MATERIAL FOR THIS TASK:
====================

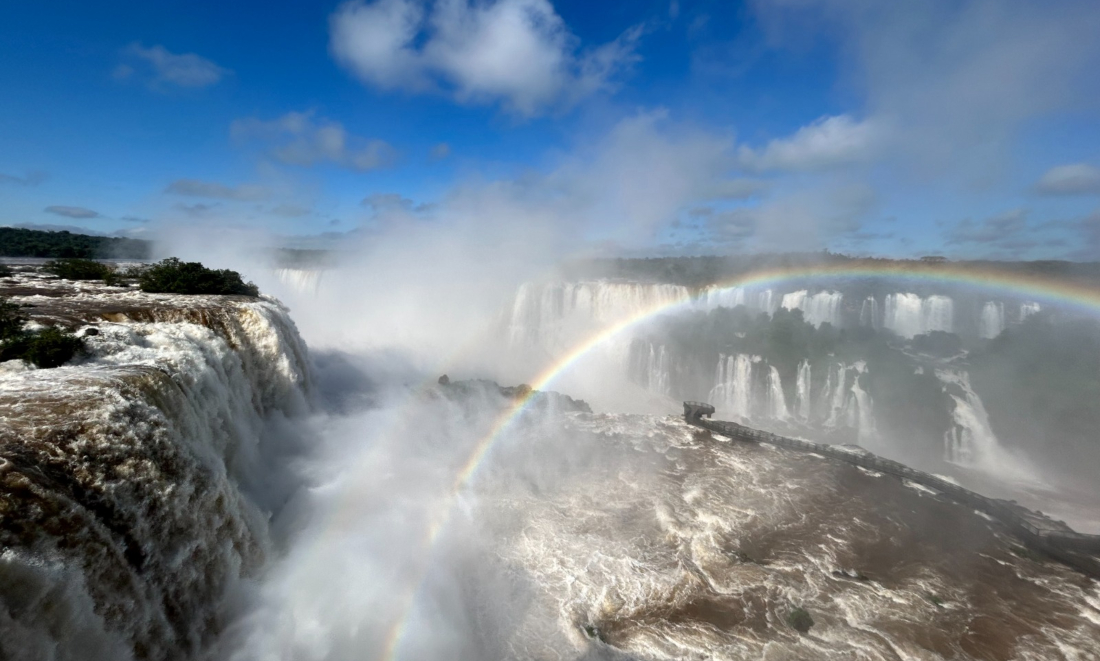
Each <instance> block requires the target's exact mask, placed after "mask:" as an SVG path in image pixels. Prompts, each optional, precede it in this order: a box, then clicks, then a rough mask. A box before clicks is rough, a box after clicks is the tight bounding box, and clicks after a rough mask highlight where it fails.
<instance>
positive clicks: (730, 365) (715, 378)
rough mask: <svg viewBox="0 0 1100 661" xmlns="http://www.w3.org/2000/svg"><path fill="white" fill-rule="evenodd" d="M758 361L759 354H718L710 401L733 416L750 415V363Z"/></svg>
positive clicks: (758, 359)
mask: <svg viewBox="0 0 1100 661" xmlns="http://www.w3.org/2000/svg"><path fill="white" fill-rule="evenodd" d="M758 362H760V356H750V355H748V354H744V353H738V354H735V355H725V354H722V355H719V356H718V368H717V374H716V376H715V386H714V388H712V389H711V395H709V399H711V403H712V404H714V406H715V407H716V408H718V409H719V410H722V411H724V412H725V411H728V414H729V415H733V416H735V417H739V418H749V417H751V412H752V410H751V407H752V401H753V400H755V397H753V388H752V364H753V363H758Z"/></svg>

====================

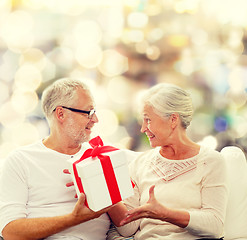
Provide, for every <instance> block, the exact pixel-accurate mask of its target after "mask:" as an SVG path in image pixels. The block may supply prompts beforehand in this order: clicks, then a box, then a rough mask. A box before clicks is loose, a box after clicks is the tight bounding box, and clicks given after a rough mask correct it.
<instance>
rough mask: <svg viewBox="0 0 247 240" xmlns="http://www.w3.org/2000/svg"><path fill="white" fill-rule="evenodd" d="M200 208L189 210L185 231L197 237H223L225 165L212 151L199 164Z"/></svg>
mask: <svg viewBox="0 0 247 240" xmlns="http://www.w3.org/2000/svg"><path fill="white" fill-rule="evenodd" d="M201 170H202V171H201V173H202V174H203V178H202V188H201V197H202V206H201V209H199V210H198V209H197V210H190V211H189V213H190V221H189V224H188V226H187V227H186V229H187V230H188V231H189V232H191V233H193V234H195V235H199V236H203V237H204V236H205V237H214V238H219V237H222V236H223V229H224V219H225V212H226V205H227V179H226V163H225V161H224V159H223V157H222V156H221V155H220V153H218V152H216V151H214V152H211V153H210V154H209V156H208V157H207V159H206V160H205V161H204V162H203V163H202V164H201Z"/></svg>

====================

DIRECTIONS: The answer must consist of every line above that contains the word "before".

EXPECTED ANSWER:
Each <instance> block requires the target's exact mask, placed after "mask:" as an SVG path in image pixels. Prompts, each optional, precede it in this order: a box, then clicks, then a rough mask. A box before clicks is rough, a box after clicks is the tight bounding box, and clicks after a rough mask highlight where it fails.
Provide, for every <instance> block, the exact pixel-accurate mask of its target after "mask:" as an SVG path in image pixels. The block may supply prompts beforehand in this order: clicks, then a box, then a rough mask. A box before clicks is loose, a box after clicks is the tight bounding box, and clicks given after a rough mask correct it.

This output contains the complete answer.